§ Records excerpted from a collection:
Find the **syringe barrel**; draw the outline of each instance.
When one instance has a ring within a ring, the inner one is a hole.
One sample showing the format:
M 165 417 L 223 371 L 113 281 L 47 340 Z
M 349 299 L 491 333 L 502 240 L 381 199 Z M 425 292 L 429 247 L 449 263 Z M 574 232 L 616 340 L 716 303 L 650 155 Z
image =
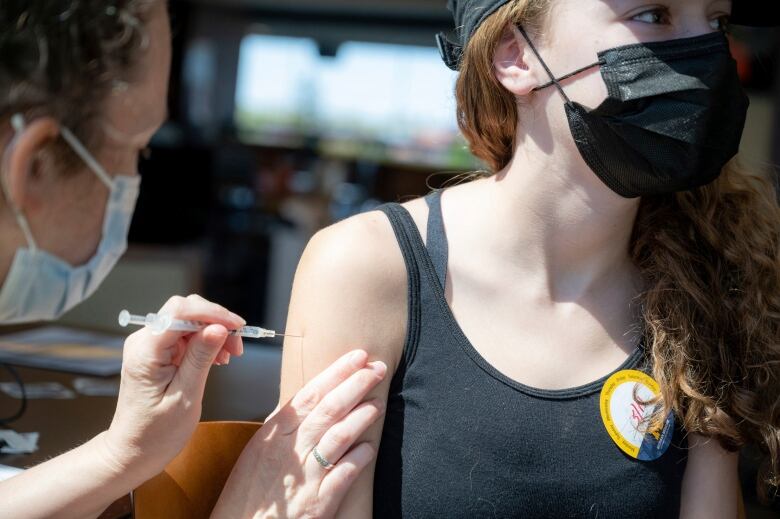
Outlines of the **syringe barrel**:
M 184 321 L 174 319 L 169 314 L 146 314 L 133 315 L 127 310 L 122 310 L 119 314 L 119 324 L 123 327 L 128 325 L 146 326 L 153 335 L 162 335 L 165 332 L 197 332 L 206 326 L 206 323 L 198 321 Z M 273 330 L 266 330 L 258 326 L 244 326 L 240 330 L 233 330 L 230 335 L 245 337 L 247 339 L 273 339 L 277 333 Z
M 146 325 L 154 335 L 162 335 L 165 332 L 197 332 L 205 325 L 195 321 L 182 321 L 174 319 L 168 314 L 148 314 Z

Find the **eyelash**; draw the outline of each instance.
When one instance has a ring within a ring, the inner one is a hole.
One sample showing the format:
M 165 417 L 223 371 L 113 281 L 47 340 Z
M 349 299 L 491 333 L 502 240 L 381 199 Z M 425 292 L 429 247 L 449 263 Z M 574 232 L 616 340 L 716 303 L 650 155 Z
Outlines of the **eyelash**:
M 639 20 L 640 17 L 645 16 L 647 14 L 654 15 L 652 22 Z M 640 23 L 648 23 L 651 25 L 658 25 L 658 24 L 667 25 L 669 23 L 669 11 L 663 8 L 648 9 L 647 11 L 642 11 L 641 13 L 635 14 L 634 16 L 631 17 L 631 19 Z
M 644 16 L 646 14 L 654 15 L 652 22 L 646 22 L 646 21 L 642 21 L 642 20 L 638 19 L 639 17 Z M 659 7 L 659 8 L 655 8 L 655 9 L 648 9 L 647 11 L 642 11 L 641 13 L 637 13 L 636 15 L 631 17 L 631 20 L 637 21 L 637 22 L 640 22 L 640 23 L 647 23 L 647 24 L 650 24 L 650 25 L 659 25 L 659 24 L 660 25 L 668 25 L 670 18 L 671 18 L 671 16 L 669 15 L 669 10 L 666 9 L 666 8 L 660 8 Z M 725 32 L 725 33 L 729 33 L 730 32 L 731 26 L 729 25 L 729 17 L 728 16 L 725 16 L 725 15 L 724 16 L 719 16 L 719 17 L 715 18 L 713 21 L 719 22 L 719 27 L 718 27 L 717 30 Z
M 150 148 L 149 146 L 147 146 L 146 148 L 144 148 L 144 149 L 142 149 L 141 151 L 139 151 L 139 152 L 138 152 L 138 155 L 139 155 L 139 156 L 140 156 L 142 159 L 144 159 L 144 160 L 149 160 L 150 158 L 152 158 L 152 148 Z

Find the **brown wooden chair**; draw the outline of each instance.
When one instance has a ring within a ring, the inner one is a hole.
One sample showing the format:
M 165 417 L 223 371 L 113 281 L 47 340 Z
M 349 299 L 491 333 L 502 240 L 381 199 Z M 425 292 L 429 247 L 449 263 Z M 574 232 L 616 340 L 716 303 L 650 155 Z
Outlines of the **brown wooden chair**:
M 230 471 L 262 424 L 204 422 L 162 474 L 133 492 L 136 519 L 207 519 Z

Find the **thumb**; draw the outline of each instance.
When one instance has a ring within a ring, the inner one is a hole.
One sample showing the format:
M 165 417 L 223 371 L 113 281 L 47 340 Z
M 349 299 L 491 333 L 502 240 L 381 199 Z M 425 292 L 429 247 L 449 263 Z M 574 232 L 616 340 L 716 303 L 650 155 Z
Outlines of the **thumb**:
M 184 358 L 176 372 L 173 385 L 176 385 L 187 395 L 202 395 L 209 370 L 227 338 L 227 329 L 219 324 L 207 326 L 192 335 L 187 343 Z

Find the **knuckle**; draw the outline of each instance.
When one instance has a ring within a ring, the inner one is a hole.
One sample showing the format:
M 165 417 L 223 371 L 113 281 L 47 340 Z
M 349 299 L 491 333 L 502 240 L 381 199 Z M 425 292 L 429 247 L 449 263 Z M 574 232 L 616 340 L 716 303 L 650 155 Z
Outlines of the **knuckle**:
M 185 304 L 187 304 L 187 301 L 183 297 L 173 296 L 168 299 L 168 302 L 165 303 L 165 305 L 162 307 L 162 310 L 172 314 L 178 314 L 181 309 L 184 308 Z
M 298 414 L 309 414 L 320 402 L 318 391 L 301 391 L 293 399 L 292 406 Z
M 179 307 L 185 303 L 185 299 L 182 296 L 173 296 L 168 300 L 168 303 L 173 307 Z
M 328 433 L 328 437 L 333 445 L 339 447 L 351 445 L 354 440 L 352 435 L 341 427 L 333 427 Z
M 187 300 L 188 303 L 192 305 L 202 305 L 204 303 L 209 303 L 209 301 L 203 298 L 203 296 L 200 296 L 198 294 L 190 294 L 185 299 Z M 213 303 L 209 303 L 209 304 L 213 304 Z
M 325 422 L 333 423 L 341 418 L 341 412 L 338 407 L 330 402 L 322 402 L 317 408 L 317 413 Z
M 195 369 L 201 370 L 211 365 L 212 355 L 200 348 L 189 348 L 185 358 Z

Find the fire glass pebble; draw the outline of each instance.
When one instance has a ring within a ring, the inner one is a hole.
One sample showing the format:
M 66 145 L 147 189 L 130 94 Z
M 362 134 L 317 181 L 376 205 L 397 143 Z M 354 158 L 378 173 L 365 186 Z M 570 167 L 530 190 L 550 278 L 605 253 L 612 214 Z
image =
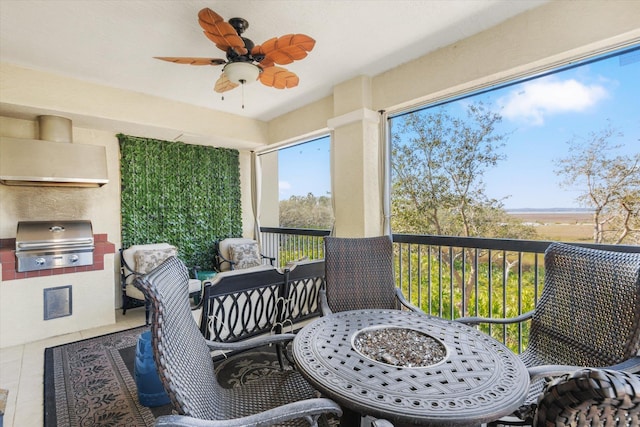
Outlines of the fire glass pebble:
M 444 345 L 413 329 L 379 328 L 358 333 L 353 345 L 369 359 L 399 367 L 426 367 L 446 356 Z

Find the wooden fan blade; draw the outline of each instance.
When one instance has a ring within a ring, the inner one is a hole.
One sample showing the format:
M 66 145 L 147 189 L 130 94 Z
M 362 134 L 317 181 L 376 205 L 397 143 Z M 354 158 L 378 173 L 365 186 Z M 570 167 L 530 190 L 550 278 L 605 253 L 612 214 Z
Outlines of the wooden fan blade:
M 222 73 L 218 81 L 216 81 L 216 85 L 213 88 L 213 90 L 215 90 L 218 93 L 223 93 L 228 90 L 237 88 L 238 86 L 239 86 L 238 84 L 231 82 L 231 80 L 227 78 L 226 74 Z
M 213 10 L 205 7 L 198 12 L 198 22 L 204 30 L 204 35 L 214 42 L 218 49 L 226 52 L 231 48 L 239 55 L 247 53 L 244 41 L 236 30 Z
M 174 62 L 176 64 L 189 65 L 222 65 L 227 63 L 227 61 L 220 58 L 190 58 L 181 56 L 154 56 L 154 58 L 167 62 Z
M 276 89 L 291 89 L 298 86 L 300 79 L 295 73 L 282 67 L 267 67 L 260 73 L 260 82 Z
M 270 67 L 274 63 L 286 65 L 305 58 L 307 52 L 311 52 L 315 45 L 316 41 L 305 34 L 287 34 L 255 46 L 251 54 L 264 55 L 265 58 L 260 61 L 260 64 L 265 67 Z

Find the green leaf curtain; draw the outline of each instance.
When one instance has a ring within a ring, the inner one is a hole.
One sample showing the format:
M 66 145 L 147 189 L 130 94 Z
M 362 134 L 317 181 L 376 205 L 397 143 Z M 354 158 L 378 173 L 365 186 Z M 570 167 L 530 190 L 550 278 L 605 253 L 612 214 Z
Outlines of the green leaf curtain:
M 238 151 L 117 136 L 123 248 L 167 242 L 213 270 L 214 242 L 242 234 Z

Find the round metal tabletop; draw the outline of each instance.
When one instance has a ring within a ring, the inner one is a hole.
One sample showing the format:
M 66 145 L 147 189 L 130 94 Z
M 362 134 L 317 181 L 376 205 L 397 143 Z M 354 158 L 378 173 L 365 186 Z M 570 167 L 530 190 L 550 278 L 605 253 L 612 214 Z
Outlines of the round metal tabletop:
M 397 367 L 351 346 L 358 331 L 377 325 L 411 328 L 448 349 L 432 367 Z M 293 355 L 311 384 L 339 404 L 405 424 L 466 426 L 517 409 L 529 389 L 520 359 L 467 325 L 401 310 L 357 310 L 321 317 L 298 332 Z

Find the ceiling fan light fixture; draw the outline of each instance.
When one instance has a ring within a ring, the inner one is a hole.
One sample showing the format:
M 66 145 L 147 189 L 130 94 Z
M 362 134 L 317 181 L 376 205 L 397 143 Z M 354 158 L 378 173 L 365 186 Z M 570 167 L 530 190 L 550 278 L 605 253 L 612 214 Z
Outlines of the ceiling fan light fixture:
M 230 62 L 224 66 L 222 71 L 227 79 L 235 84 L 255 82 L 260 74 L 260 68 L 250 62 Z

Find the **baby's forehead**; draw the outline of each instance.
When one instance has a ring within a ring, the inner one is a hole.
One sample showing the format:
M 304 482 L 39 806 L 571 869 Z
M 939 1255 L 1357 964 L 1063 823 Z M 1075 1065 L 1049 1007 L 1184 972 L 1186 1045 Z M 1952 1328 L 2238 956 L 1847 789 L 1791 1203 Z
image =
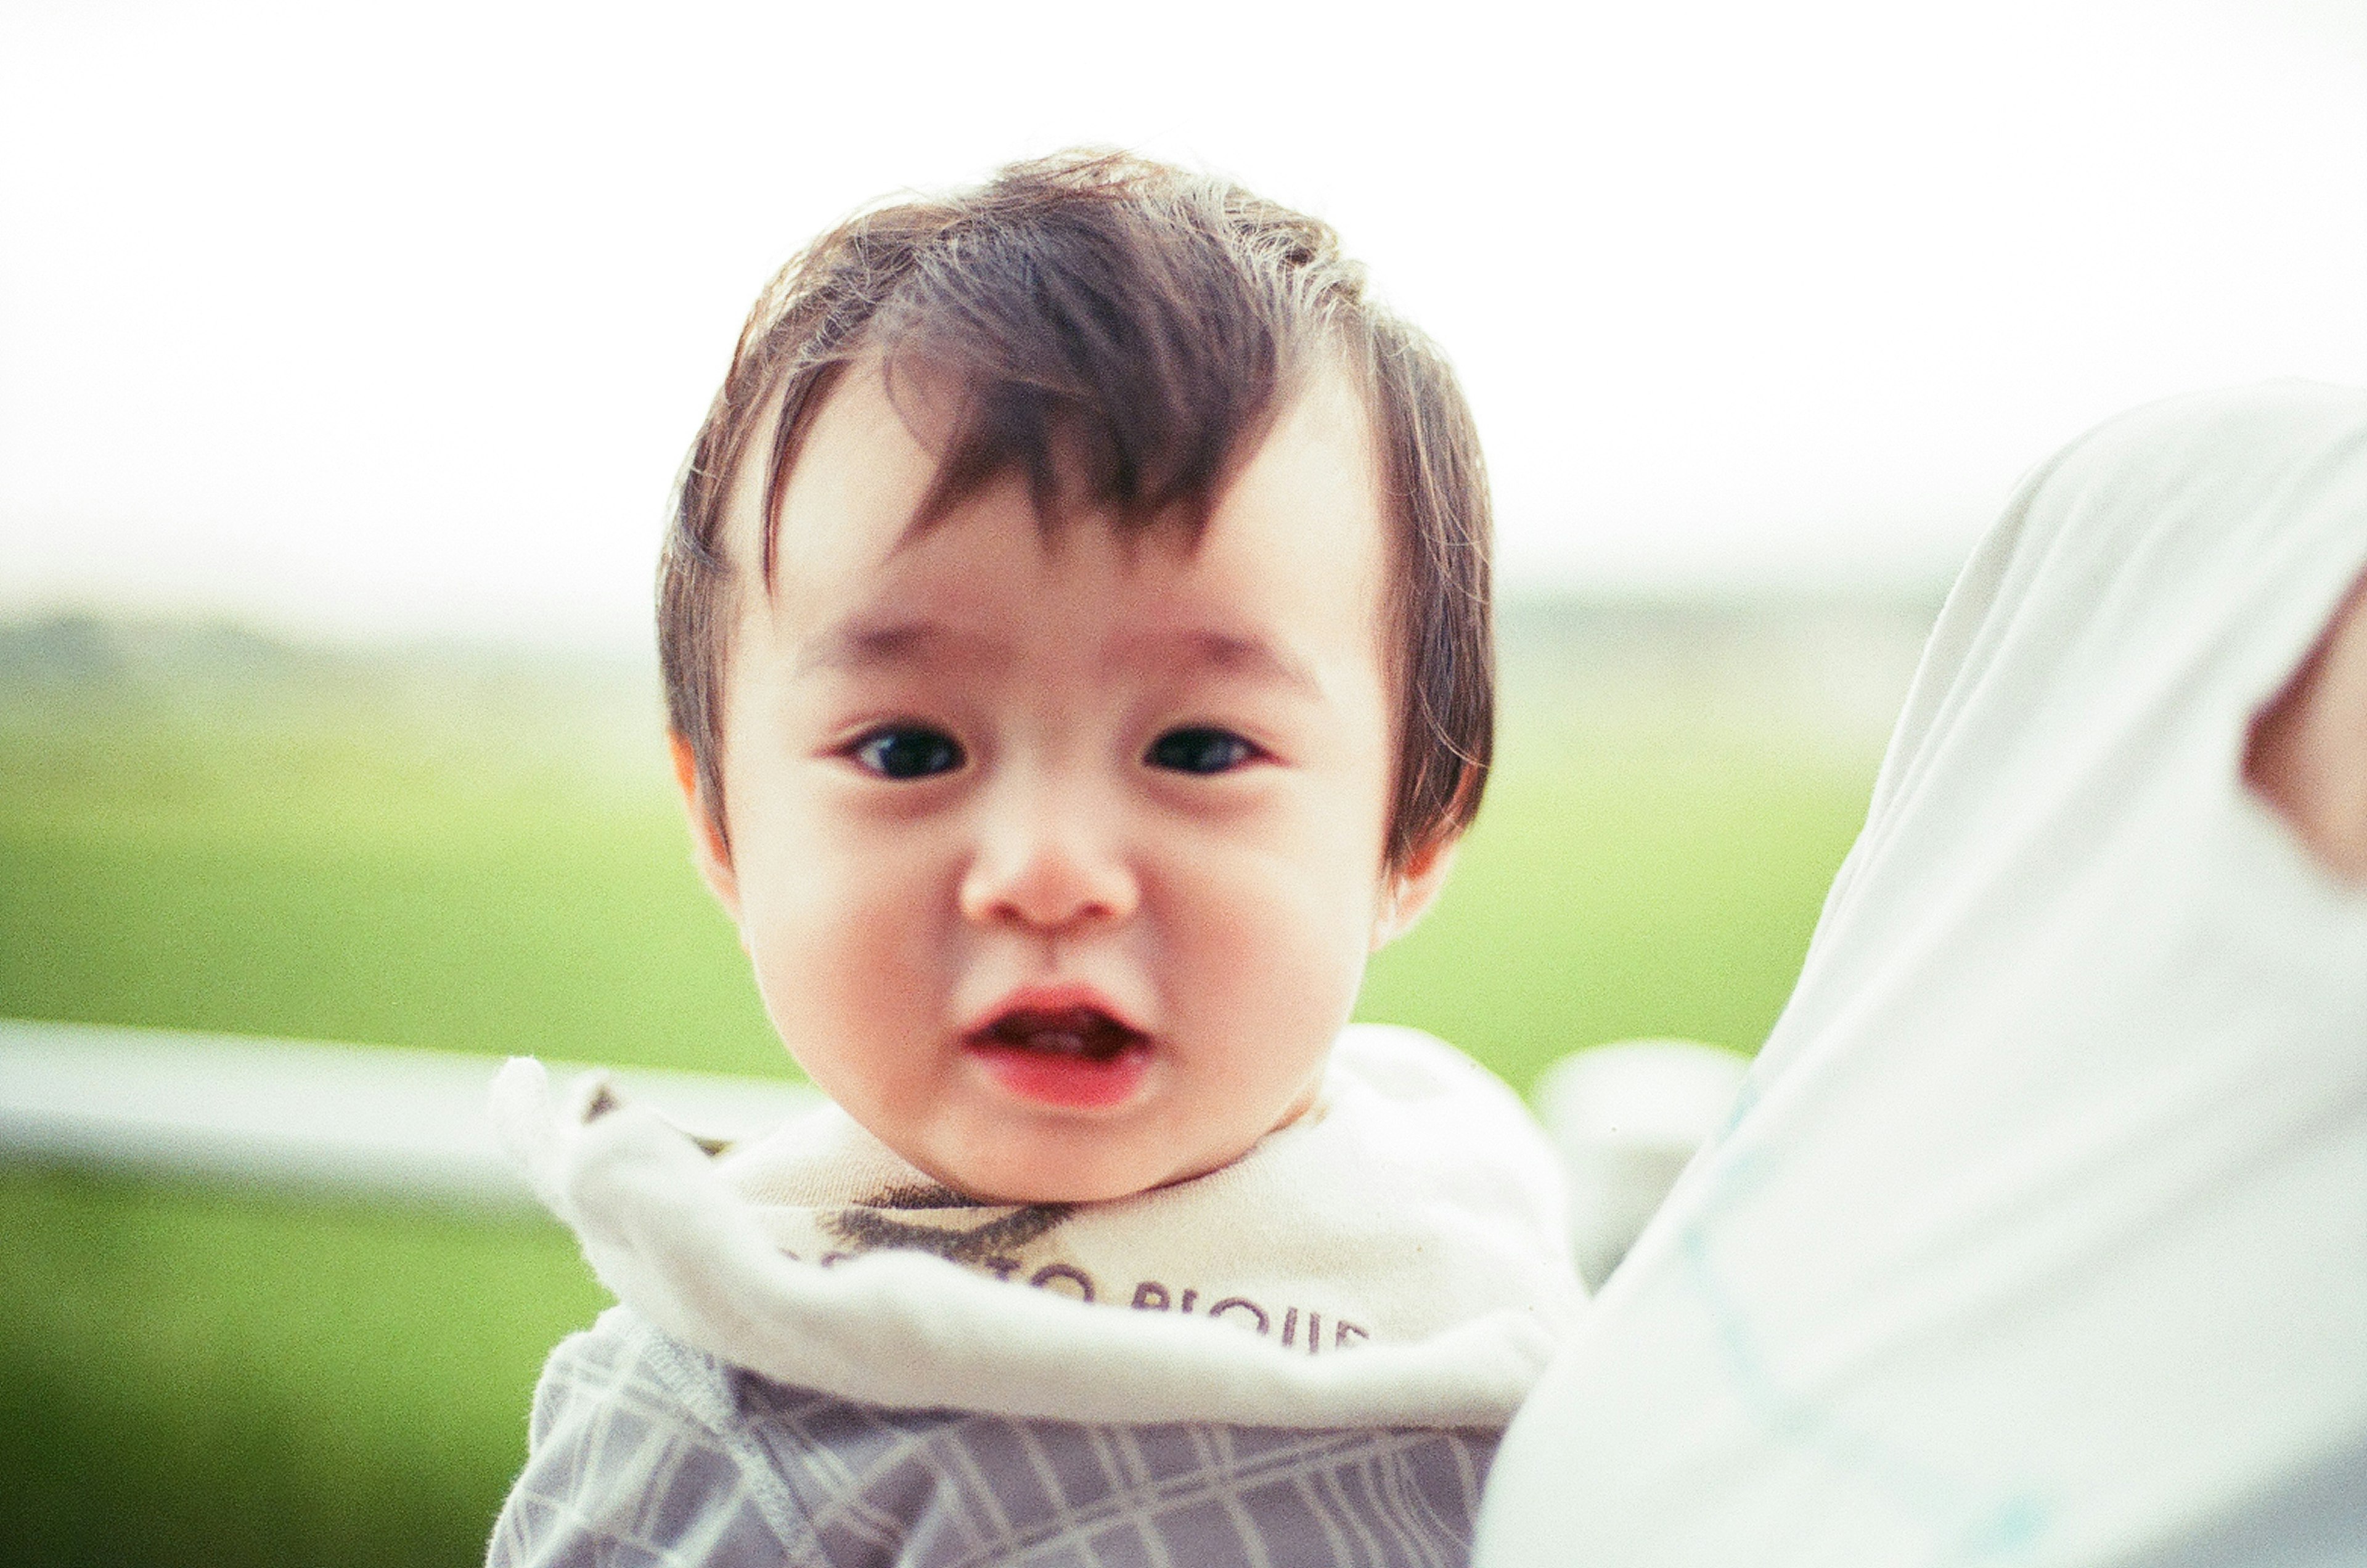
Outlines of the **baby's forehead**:
M 762 558 L 773 503 L 772 570 L 742 606 L 742 635 L 798 660 L 820 657 L 794 651 L 811 639 L 843 648 L 900 626 L 958 626 L 976 641 L 981 627 L 1039 625 L 1035 601 L 1067 581 L 1061 562 L 1092 558 L 1104 562 L 1096 570 L 1110 594 L 1145 623 L 1111 627 L 1116 642 L 1148 636 L 1155 623 L 1204 652 L 1227 639 L 1379 645 L 1395 552 L 1370 421 L 1343 377 L 1312 380 L 1283 403 L 1205 509 L 1130 513 L 1077 503 L 1073 491 L 1048 504 L 1034 476 L 1012 466 L 932 516 L 945 462 L 925 417 L 915 419 L 880 377 L 843 378 L 776 491 L 768 496 L 761 464 L 737 477 L 736 561 Z
M 743 569 L 735 575 L 744 580 L 744 569 L 754 569 L 763 596 L 772 598 L 785 574 L 876 571 L 968 503 L 1008 504 L 1014 496 L 1024 497 L 1036 526 L 1004 537 L 1009 552 L 1057 552 L 1076 536 L 1101 535 L 1129 552 L 1188 555 L 1245 480 L 1262 503 L 1310 517 L 1342 499 L 1368 502 L 1375 528 L 1389 532 L 1370 406 L 1334 363 L 1310 367 L 1273 399 L 1205 483 L 1149 496 L 1097 471 L 1106 454 L 1095 450 L 1090 429 L 1055 423 L 1042 441 L 997 442 L 994 432 L 981 437 L 965 423 L 977 400 L 973 387 L 900 374 L 866 356 L 791 416 L 796 425 L 784 440 L 776 394 L 732 478 L 719 542 Z M 1380 544 L 1384 558 L 1396 554 L 1387 537 Z M 1363 553 L 1342 557 L 1342 570 Z M 1233 564 L 1257 574 L 1260 561 Z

§ Your goal: In the records above, find the line with "Outlines of the round"; write out exactly that line and each one after it, stopping after the line with "M 304 482 L 39 806 L 571 869 Z".

§ Answer section:
Outlines of the round metal tabletop:
M 397 367 L 351 346 L 358 331 L 377 325 L 411 328 L 448 349 L 432 367 Z M 293 355 L 311 384 L 339 404 L 405 424 L 466 426 L 517 409 L 529 389 L 520 359 L 467 325 L 401 310 L 357 310 L 321 317 L 298 332 Z

Find the ceiling fan light fixture; draw the outline of each instance.
When one instance has a ring within a ring, the inner one is a hole.
One sample showing the format:
M 66 145 L 147 189 L 130 94 Z
M 362 134 L 317 181 L 376 205 L 397 143 Z M 354 158 L 378 173 L 365 186 Z M 570 167 L 530 190 L 550 278 L 605 253 L 612 214 Z
Outlines of the ceiling fan light fixture:
M 230 62 L 224 66 L 222 71 L 227 79 L 235 84 L 255 82 L 260 74 L 260 68 L 250 62 Z

Find the **baby's forehead**; draw the outline of each instance.
When one instance has a ring within a ring, the inner one is a hole.
One sample showing the format:
M 304 482 L 39 806 L 571 869 Z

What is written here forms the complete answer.